■ DOCUMENT EXTRACT:
# Help needed with 12 wk old wether with diarrhea



## ChksontheRun (May 12, 2011)

Little preface here.  This little guy (mini nubian) was always the runt of the spring kids.  A little frail from day 1.  3 weeks ago he started really looking puny and got HORRIBLE dandruf and and itchiness.  He was off feed and I was really worried.  I decided after reading posts that he needed Bose.  His mother did not get it before kidding.  I got some from the vet, and gave him a dose with some B complex.  He perked up the next morning.  Within the next week his skin started to clear up, and by now, his dandruf is gone.  End of phase 1. 

Thursday last week I immunized all babys with CD and T.

On Friday last week, our 1 bottle baby(Esther) got the runs.  I gave her a dose of Pepto, and changed her to electrolytes, cleared up in 24 hours and is completely gone.  Phase 2

On Sunday, I gave a pat of hay to the kids and they all gorged themselves.  I dont know why they did this as they have never done this before, but the kids (5) ate the whole pat within about an hour.  All had full bellies.  By Monday morning, all were fine except Rolex.  Rolex had a huge belly and arched back, and would not eat.  I gave him some baking soda, and rubbed his belly for a bit, then left for work.  When I came home he was happily playing with the other kids and belly was soft.


Starting yesterday he has had diarrhea.  Not watery but soft brown with no bad odor.  So I chalked it up to over eating on that hay, gave him some pepto.  He acts well, eats with the others, plays, no arched back, but he has the runs.

■ TASK REQUIREMENTS:
A – Transcribe the goat forum post from "Starting yesterday he" to "has the runs.".
B – Based on the goat forum post, decide whether each statement agrees with it. Answer yes or no, and quote the words that decide it.
(i) The wether's mother was given Bose before kidding.
(ii) The bottle baby's runs cleared up within a day.
(iii) Rolex's diarrhea is watery.
C – Answer these questions from the goat forum post.
(i) What breed is the wether?
(ii) What were all the babies immunized with on Thursday last week?
(iii) How many kids ate the pat of hay?

■ INFORMATION SUPPLIED:
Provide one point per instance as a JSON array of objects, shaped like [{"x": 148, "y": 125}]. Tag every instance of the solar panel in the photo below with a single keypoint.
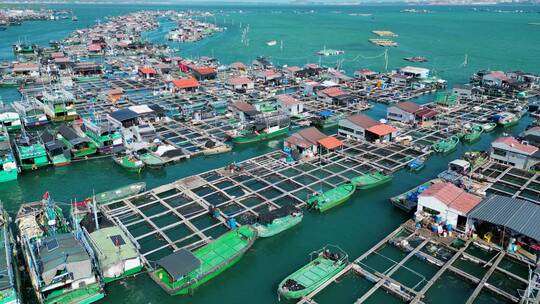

■ ANSWERS TO THIS EXERCISE:
A –
Starting yesterday he has had diarrhea.  Not watery but soft brown with no bad odor.  So I chalked it up to over eating on that hay, gave him some pepto.  He acts well, eats with the others, plays, no arched back, but he has the runs.

B –
(i) No: "His mother did not get it before kidding."
(ii) Yes: "cleared up in 24 hours and is completely gone"
(iii) No: "Not watery but soft brown with no bad odor."

C –
(i) Mini nubian.
(ii) CD and T.
(iii) 5.